→ **Task brief**
Please set down, word for word, everything in the material below from the line containing "What is the bounding box of the woman in red" down to the line containing "[145,249,304,390]", including both of those lines.

→ **Entries provided**

* * *

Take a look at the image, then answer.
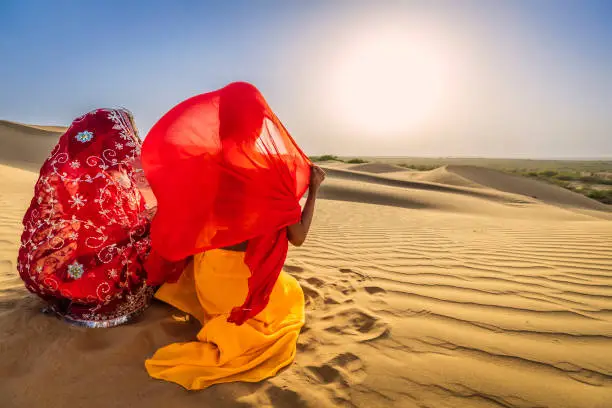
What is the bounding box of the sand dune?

* * *

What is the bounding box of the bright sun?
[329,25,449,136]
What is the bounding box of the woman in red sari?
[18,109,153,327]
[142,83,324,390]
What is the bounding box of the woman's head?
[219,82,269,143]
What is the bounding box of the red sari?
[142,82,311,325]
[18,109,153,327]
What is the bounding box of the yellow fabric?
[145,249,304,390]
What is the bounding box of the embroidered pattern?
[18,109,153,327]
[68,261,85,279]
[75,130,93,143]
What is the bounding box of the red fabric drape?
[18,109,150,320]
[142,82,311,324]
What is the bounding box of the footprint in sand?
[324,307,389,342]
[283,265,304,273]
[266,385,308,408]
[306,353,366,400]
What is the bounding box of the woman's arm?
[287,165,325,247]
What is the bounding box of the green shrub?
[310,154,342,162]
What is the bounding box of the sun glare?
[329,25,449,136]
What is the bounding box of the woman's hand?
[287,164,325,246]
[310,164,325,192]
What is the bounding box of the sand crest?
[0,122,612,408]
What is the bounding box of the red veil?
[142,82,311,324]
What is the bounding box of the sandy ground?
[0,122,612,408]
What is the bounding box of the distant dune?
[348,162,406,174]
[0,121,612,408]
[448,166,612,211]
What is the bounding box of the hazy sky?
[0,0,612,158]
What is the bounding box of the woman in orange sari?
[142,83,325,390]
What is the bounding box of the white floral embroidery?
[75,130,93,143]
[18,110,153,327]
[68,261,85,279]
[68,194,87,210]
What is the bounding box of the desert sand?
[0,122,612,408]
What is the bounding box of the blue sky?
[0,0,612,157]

* * *

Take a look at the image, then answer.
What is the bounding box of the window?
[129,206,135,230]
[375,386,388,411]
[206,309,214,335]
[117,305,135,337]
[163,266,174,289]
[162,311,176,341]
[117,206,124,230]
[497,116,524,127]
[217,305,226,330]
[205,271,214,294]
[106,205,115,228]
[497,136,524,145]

* * *

→ **Expected answer**
What is the bounding box of the woman in red sari?
[18,109,153,327]
[142,83,324,390]
What is the bounding box of the woman's head?
[219,82,269,143]
What is the bounding box of the red sari?
[142,82,311,325]
[18,109,153,327]
What is the bounding box of the yellow fabric?
[145,249,304,390]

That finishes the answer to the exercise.